[Region pointing data]
>>>

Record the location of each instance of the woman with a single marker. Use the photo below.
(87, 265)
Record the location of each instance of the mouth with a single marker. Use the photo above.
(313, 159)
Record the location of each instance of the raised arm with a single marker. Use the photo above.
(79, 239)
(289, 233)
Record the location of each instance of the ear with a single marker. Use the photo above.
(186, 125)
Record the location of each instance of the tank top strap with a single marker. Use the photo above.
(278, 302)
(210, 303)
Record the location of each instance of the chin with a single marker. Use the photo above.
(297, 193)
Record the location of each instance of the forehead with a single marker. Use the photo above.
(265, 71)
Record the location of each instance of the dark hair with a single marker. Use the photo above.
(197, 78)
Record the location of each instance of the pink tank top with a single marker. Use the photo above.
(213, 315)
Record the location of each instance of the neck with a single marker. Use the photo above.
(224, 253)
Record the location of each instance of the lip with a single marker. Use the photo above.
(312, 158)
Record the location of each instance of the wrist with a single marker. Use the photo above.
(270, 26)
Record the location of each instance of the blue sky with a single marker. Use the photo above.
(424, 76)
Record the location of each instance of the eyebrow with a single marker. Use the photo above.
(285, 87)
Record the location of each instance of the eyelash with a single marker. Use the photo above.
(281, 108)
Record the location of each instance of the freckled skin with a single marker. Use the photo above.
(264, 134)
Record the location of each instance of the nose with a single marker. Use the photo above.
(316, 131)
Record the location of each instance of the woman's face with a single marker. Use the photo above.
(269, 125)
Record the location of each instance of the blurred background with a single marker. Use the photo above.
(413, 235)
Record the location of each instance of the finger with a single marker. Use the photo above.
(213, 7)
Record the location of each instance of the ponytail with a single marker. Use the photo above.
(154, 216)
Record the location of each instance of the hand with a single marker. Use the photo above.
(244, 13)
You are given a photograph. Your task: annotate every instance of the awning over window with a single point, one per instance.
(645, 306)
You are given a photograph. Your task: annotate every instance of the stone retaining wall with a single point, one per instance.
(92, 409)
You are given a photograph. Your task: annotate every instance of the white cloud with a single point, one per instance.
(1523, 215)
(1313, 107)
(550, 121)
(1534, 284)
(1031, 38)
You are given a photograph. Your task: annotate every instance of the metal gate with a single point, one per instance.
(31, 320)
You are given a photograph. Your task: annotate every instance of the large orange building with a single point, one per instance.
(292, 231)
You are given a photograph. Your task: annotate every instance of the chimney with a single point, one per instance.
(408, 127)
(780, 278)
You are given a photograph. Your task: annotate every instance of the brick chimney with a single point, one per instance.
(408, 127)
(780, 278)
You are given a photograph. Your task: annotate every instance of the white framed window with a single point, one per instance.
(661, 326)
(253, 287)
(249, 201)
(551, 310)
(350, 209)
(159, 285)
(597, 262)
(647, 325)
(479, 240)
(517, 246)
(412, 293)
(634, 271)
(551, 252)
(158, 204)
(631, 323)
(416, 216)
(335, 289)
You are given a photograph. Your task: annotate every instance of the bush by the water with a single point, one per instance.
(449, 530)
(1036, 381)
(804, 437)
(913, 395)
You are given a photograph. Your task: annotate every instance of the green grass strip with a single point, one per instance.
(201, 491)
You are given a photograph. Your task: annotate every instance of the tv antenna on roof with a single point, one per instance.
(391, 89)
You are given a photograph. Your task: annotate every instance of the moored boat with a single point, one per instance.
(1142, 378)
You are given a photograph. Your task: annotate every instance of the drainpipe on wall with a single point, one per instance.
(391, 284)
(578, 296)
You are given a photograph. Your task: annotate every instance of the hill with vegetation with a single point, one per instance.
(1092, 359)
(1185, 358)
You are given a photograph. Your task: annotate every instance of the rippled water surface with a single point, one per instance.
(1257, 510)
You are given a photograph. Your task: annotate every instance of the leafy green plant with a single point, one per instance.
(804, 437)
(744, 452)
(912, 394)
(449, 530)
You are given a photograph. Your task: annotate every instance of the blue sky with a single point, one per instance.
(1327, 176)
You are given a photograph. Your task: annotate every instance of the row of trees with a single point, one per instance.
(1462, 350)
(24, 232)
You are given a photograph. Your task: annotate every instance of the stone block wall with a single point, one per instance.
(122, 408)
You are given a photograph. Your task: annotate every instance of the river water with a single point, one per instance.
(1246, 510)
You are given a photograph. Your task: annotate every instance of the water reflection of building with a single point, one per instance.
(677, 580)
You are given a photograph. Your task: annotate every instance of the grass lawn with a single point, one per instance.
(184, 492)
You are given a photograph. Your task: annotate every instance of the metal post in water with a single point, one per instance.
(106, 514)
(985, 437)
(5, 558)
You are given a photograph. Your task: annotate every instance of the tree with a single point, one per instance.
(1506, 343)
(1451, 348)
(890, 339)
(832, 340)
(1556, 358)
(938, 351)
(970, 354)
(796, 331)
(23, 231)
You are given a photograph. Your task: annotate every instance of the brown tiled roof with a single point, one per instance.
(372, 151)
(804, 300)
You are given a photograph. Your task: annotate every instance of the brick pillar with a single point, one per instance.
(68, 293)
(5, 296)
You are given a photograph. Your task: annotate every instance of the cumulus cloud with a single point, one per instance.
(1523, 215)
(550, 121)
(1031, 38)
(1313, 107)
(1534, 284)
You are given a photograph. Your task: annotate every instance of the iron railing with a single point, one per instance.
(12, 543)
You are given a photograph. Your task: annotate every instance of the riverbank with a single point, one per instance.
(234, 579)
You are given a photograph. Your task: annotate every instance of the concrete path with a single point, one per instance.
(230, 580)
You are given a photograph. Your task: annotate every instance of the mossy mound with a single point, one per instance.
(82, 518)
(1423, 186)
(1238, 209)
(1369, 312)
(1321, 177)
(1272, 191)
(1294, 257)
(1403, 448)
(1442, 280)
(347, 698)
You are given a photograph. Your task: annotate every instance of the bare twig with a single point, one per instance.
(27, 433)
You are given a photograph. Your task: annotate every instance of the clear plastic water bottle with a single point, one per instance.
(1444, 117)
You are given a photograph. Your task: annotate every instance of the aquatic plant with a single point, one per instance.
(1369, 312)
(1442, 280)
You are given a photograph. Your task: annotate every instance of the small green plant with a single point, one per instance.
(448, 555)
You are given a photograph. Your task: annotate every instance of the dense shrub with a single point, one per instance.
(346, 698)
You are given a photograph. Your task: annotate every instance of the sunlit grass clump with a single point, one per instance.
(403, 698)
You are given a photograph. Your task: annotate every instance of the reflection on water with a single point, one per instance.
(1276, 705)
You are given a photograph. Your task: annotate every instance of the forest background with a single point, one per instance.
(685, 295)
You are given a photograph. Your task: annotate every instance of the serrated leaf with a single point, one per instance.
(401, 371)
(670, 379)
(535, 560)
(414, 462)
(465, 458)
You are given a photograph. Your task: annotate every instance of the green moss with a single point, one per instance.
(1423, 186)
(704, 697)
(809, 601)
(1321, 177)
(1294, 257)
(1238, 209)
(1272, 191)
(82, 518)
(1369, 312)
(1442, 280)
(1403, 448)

<<<

■ **Exercise prompt**
Restating the data word for word is the whole task.

■ **Answer space**
Record the location of each instance of the woman with a single marker. Use the photo below.
(87, 265)
Record the location of each instance of the mouth with a single marker. Use the photo above.
(313, 159)
Record the location of each instance of the raised arm with a single marker. Use the photo above.
(79, 239)
(289, 233)
Record the location of each instance of the ear with a single marker. Use the photo above.
(186, 125)
Record the location of each instance of the tank top strap with a single marker. Use the photo above.
(278, 302)
(210, 303)
Record the location of each instance of the chin with a single marker. Use the photo above.
(297, 193)
Record the location of each instance of the forehead with a single marker. Use the photo above.
(265, 71)
Record the location of each instance of the dark hair with a single marker. Use the photo above.
(197, 78)
Record the location of each instance of the pink tank top with a single marker. Use the photo above.
(213, 315)
Record the location of each instance of the neck with a single marker. Use the photo above.
(224, 253)
Record the location of each instance of the lip with a single marker. Use the photo above.
(312, 158)
Record the location of each instance of the wrist with a single marker. Use the photo above.
(270, 26)
Record the location of each instance of the blue sky with a single marker. Use the photo above.
(424, 76)
Record the location of each instance of the eyebrow with a single marker. Use the photo above.
(285, 87)
Record the location of each instance of the eyelash with a single marker. Use the photo above.
(281, 108)
Record the location of each instance of the freckled skin with a single marker. Use the photo above.
(264, 134)
Record the location of each instance of the nose with a single marker. Use the photo above.
(316, 131)
Record the location of each instance of the woman's face with a single marker. Use the photo above.
(269, 125)
Record the location of each instance of the blurred background with a single marker. Use the photo above.
(413, 235)
Record the location of each instance of the finger with a single marker. Use the photo above.
(213, 7)
Record the location of each instance of the ponytail with a single marker. Use the photo above.
(154, 216)
Record the location of each instance of the hand with a single marker. Use the photo above.
(244, 13)
You are given a photograph. Your task: annotate every instance of the awning over window with a single point, one per instance.
(645, 306)
You are given a photograph. Your task: annotate every instance of the stone retaining wall with a single point, one per instance.
(92, 409)
You are given a photograph. Your task: annotate every instance of the white cloud with a single point, one per instance.
(1523, 215)
(1313, 107)
(550, 121)
(1534, 284)
(1031, 38)
You are given a photograph. Your task: annotate every instance of the metal gate with a single point, one per instance.
(31, 320)
You are given a photograph. Your task: annotate every instance of the large orange building with a single point, one per instance.
(292, 231)
You are given a photograph. Your task: annotate every instance of the chimney with a single point, one per instance.
(408, 127)
(780, 278)
You are given a photograph. Your task: annotate every instance of the brick chimney with a single point, one per instance.
(408, 127)
(780, 278)
You are given a photograph. Your task: annotate every instance of the white framed window with a single point, one per instance.
(661, 326)
(253, 287)
(249, 201)
(551, 310)
(350, 209)
(159, 285)
(597, 262)
(647, 325)
(479, 240)
(517, 246)
(412, 293)
(634, 271)
(551, 252)
(158, 204)
(631, 323)
(416, 216)
(335, 289)
You are given a photograph. Your task: annotate every instance of the bush by the water with a single point, one per instance.
(449, 530)
(1036, 381)
(804, 437)
(913, 395)
You are given a photograph. Your task: annotate every instance of the green grass strip with a single point, one per instance.
(201, 491)
You are given a photograph. Your task: annotate every instance of the tv antenna on roof with a single point, one per instance.
(391, 89)
You are given a photograph. Your task: annotate every instance of the moored boat with a single point, one per instance.
(1142, 378)
You are given a photograph. Your task: annotate every instance of the drainpipe on wall with a single point, one per instance.
(391, 284)
(578, 296)
You are given a photograph. Your task: annotate every instance of the hill with vegetation with a single point, one per instance.
(1092, 359)
(1185, 358)
You are given a photograph. Your task: annotate every instance of the rippled water surface with a single point, one per instance.
(1257, 510)
You are given a photograph. Your task: annotate every instance of the leafy green plant with a single point, one per instance.
(804, 437)
(744, 452)
(912, 394)
(449, 530)
You are given a photograph. Your task: annotate every instance of the blue sky with a single point, one per instance.
(1327, 176)
You are given a photograph. Your task: annotate every instance of the row of trees with a single point, one per instance.
(1462, 350)
(24, 232)
You are given a photograph. Your task: annotate every instance of the stone block wall with a single point, one per instance.
(122, 408)
You are given a photograph. Your task: annotate every instance of the river water with a single point, one per instance.
(1246, 510)
You are given a photograph. Your task: annotate every instance of the water reflection of building with a single point, one per instance.
(677, 580)
You are given a photograph. Your task: annotate every instance of the grass lawn with a single point, one per instance.
(184, 492)
You are given a photograph. Your task: annotate every instance of the metal post in water with a single point, one per instance.
(106, 514)
(985, 437)
(5, 558)
You are given a photograph. Your task: annotate every instance of the tree with a single point, one per instance.
(1506, 343)
(1451, 348)
(890, 339)
(832, 340)
(1556, 358)
(938, 351)
(970, 354)
(796, 331)
(23, 231)
You are given a photograph. Your task: annotate every instance of the brown tiled roof with a single point, one per instance.
(372, 151)
(804, 300)
You are given a photograph. Your task: annotate every instance of the brick pillar with a single point, one per instance.
(68, 293)
(5, 296)
You are given a photograph. Your task: annotate every instance of the cumulus cloud with a single point, one per instance.
(1523, 215)
(550, 121)
(1031, 38)
(1313, 107)
(1534, 284)
You are given a photograph. Your task: annotate every instance of the iron railing with a single point, one per instance.
(12, 543)
You are given a photograph. Your task: annotate every instance of the riverbank with a single point, one per instance.
(234, 579)
You are given a photograph. Your task: annotate every instance of the concrete path with a single point, one per instance.
(230, 580)
You are given a photograph. Your task: annotate every instance of the mossy mound with a single point, one per instance.
(82, 518)
(1423, 186)
(1238, 209)
(1369, 312)
(1321, 177)
(1272, 191)
(1294, 257)
(1403, 448)
(1442, 280)
(347, 698)
You are given a photograph. Your task: annotate every instance of the bare twig with a single point, one per instance.
(27, 433)
You are given a photograph. Your task: annotate every instance of the clear plastic water bottle with a single point, one per instance.
(1444, 117)
You are given a photograph. Your task: annotate every instance of the aquatic plant with a single point, one per instance.
(1369, 312)
(1442, 280)
You are given a photograph. Your task: annotate every instance of the small green plant with a single point, one per instance.
(448, 555)
You are given a photograph. Your task: annotate every instance of the dense shrub with a single point, one per instance.
(346, 698)
You are given a photograph. Your task: annotate every instance of the sunlit grass clump with a single point, one per instance.
(403, 698)
You are given a photograph. Your task: annotate every instance of the reflection on water with a single point, one per instance.
(1276, 705)
You are given a photograph. Your task: annotate every instance of the forest background with a single point, one per instance.
(685, 295)
You are given a photograph. Your task: annotate every instance of the serrated leaf with a single point, one per instance.
(401, 371)
(670, 379)
(535, 560)
(414, 462)
(465, 458)
You are given a photograph. Your task: annotate every instance of the green moss with a single point, one per instance.
(1423, 186)
(704, 697)
(809, 601)
(1321, 177)
(1294, 257)
(1238, 209)
(1272, 191)
(82, 518)
(1369, 312)
(1442, 280)
(1403, 448)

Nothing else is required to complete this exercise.